Material for the task:

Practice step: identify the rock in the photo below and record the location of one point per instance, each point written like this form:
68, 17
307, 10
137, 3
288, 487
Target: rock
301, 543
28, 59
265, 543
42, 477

Objective: Copy the listing above line for line, changing nothing.

Result of the task:
Practice step: identify the rock in the photo below and record the location of one point per instance, each point written like this form:
68, 17
307, 10
137, 3
288, 487
Target: rock
301, 543
28, 59
265, 543
42, 477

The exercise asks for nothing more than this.